■ Given information
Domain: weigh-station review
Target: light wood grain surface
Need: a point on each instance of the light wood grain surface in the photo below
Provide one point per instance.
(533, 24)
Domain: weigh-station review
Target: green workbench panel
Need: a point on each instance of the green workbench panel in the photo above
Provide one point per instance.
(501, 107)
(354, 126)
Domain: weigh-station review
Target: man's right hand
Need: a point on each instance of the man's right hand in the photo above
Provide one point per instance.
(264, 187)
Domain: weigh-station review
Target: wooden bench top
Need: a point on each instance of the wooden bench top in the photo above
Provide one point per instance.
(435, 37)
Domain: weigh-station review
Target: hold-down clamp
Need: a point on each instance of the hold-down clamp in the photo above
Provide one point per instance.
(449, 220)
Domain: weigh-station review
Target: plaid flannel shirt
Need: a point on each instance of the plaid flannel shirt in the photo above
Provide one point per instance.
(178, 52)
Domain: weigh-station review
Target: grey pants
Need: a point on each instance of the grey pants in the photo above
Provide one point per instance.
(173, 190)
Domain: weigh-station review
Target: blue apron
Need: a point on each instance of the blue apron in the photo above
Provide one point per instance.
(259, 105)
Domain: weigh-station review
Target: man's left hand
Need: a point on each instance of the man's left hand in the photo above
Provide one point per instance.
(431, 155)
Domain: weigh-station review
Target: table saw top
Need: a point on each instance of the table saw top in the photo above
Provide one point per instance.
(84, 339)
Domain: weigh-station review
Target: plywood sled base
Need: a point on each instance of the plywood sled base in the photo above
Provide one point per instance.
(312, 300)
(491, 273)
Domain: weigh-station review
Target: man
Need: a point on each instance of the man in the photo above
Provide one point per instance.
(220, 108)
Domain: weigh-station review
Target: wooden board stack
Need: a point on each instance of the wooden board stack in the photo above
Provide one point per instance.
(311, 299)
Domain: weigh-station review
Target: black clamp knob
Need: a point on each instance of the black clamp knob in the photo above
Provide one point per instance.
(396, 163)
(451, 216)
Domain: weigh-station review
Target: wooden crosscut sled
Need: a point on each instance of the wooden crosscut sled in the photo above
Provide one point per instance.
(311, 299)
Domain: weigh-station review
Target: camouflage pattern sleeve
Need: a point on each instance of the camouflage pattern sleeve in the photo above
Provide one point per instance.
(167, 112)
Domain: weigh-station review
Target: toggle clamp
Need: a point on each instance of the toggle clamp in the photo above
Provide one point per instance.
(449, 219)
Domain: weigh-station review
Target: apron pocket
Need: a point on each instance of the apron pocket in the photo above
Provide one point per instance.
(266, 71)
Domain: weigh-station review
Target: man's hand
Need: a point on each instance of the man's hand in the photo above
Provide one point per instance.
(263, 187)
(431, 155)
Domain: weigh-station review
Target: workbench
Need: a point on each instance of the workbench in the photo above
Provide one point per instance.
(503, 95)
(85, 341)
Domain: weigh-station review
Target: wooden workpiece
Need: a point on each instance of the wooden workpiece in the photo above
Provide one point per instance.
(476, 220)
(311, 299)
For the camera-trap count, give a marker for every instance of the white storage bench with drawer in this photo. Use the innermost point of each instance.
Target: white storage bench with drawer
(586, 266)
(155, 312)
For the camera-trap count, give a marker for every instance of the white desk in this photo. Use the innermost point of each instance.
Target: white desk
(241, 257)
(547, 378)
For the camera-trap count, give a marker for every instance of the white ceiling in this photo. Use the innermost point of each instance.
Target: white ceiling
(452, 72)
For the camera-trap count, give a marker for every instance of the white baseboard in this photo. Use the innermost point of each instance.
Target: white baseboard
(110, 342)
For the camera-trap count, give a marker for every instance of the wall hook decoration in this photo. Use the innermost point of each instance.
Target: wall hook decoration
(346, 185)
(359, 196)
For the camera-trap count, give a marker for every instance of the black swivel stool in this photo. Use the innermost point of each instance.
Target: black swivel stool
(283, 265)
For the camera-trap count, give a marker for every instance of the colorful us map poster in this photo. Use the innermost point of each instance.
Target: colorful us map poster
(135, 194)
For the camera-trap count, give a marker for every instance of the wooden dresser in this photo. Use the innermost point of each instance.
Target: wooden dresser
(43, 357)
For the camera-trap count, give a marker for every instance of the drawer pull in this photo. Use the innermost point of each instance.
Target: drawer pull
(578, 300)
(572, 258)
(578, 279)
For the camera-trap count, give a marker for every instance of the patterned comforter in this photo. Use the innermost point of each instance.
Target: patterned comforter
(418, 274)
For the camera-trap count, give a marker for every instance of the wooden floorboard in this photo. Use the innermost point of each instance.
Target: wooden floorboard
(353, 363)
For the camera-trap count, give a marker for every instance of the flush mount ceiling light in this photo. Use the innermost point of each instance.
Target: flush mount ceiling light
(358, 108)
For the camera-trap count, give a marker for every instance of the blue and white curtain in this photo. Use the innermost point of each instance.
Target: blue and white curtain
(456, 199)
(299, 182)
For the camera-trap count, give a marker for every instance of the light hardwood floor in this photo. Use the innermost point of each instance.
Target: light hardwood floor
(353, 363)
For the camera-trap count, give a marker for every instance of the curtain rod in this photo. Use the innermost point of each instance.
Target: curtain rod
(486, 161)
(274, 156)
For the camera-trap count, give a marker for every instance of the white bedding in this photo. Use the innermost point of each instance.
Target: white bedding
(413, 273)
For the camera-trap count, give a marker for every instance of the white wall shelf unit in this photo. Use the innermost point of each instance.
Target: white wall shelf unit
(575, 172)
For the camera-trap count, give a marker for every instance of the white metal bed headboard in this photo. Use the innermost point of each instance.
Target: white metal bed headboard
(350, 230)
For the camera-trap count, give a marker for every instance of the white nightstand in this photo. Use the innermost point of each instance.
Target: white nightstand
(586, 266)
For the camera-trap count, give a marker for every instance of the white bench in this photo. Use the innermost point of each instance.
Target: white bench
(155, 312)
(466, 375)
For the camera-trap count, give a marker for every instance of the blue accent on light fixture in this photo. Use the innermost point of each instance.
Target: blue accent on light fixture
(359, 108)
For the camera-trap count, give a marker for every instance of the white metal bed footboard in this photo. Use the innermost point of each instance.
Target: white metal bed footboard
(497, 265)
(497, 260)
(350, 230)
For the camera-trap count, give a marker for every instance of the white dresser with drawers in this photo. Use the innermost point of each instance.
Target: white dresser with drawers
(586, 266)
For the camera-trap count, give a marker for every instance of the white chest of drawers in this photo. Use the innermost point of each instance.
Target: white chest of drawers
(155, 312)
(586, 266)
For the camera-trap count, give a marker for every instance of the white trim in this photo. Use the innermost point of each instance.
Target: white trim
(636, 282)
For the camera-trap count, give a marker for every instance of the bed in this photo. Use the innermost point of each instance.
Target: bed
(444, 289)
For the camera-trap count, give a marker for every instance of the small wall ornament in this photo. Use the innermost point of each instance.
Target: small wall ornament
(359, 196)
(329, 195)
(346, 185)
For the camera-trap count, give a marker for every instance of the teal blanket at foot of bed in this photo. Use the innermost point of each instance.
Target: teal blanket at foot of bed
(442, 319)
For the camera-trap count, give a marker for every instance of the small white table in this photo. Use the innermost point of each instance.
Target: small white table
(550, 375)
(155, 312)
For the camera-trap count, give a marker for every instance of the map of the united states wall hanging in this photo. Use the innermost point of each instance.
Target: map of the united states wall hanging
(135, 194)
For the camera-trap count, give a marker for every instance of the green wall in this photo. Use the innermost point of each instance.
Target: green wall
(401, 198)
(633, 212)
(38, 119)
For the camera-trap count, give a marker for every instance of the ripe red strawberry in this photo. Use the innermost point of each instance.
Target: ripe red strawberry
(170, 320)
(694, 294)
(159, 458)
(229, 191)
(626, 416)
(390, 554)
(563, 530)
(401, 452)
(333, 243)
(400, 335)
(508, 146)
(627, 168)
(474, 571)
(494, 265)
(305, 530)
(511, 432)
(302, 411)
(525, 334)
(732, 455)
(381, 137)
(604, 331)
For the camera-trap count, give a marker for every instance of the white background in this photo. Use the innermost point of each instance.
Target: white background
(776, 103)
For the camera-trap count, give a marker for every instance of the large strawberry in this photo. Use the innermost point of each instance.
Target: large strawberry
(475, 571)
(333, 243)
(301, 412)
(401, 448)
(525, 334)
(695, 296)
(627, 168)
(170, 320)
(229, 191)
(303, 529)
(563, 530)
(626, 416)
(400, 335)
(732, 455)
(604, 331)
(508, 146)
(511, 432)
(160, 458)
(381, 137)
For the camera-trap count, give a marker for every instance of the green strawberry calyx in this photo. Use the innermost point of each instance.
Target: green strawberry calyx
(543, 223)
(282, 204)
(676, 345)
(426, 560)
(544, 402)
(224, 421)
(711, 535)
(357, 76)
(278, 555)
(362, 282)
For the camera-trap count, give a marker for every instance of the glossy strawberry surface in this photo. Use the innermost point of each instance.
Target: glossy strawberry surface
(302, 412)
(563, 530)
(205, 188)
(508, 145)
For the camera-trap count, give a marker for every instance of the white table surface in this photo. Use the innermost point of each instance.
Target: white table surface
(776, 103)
---
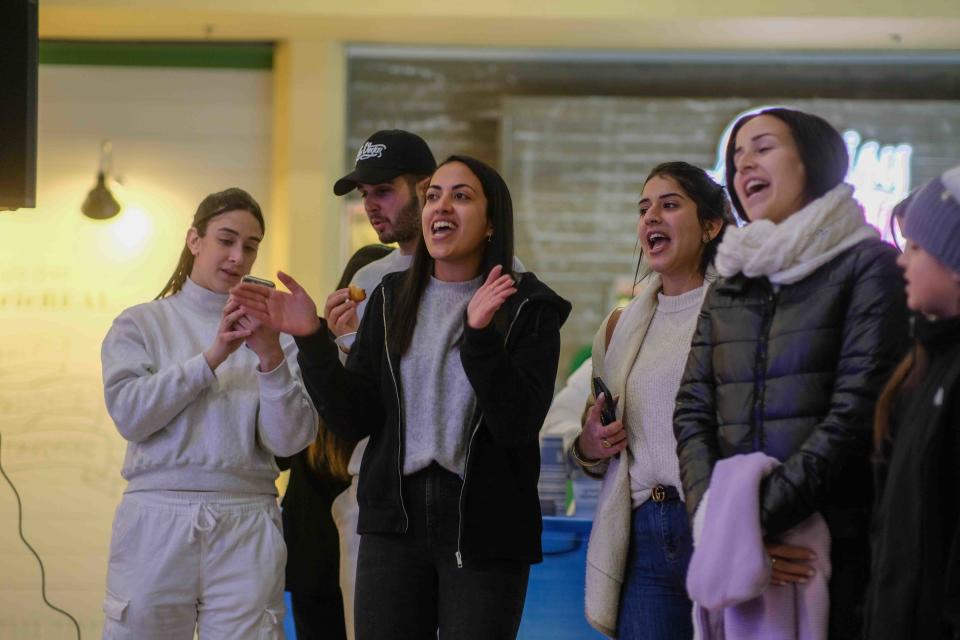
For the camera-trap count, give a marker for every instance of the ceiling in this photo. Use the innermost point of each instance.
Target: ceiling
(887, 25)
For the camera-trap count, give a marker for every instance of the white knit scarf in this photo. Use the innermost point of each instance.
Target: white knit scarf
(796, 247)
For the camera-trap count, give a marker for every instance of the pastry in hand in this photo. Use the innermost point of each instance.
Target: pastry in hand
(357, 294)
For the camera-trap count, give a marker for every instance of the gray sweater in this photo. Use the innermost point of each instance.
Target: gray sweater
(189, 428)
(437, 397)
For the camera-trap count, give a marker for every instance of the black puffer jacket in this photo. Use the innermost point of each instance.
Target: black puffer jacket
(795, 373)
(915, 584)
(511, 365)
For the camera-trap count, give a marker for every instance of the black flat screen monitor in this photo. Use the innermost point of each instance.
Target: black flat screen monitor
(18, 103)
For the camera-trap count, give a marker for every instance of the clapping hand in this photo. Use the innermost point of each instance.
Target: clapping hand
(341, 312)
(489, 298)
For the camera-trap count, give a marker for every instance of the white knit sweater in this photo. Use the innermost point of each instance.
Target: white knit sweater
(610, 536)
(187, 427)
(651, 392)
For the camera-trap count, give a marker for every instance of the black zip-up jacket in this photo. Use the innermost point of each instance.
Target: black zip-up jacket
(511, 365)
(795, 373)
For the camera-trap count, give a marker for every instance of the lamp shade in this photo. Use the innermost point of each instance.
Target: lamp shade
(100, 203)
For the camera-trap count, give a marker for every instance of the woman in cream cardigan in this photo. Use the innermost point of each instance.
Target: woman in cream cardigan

■ Exercise goal
If a line in the records above has the word "right", copy it.

■ Answer to this problem
Target: man's right hand
Need: a point on each instance of the man's right hand in the photo above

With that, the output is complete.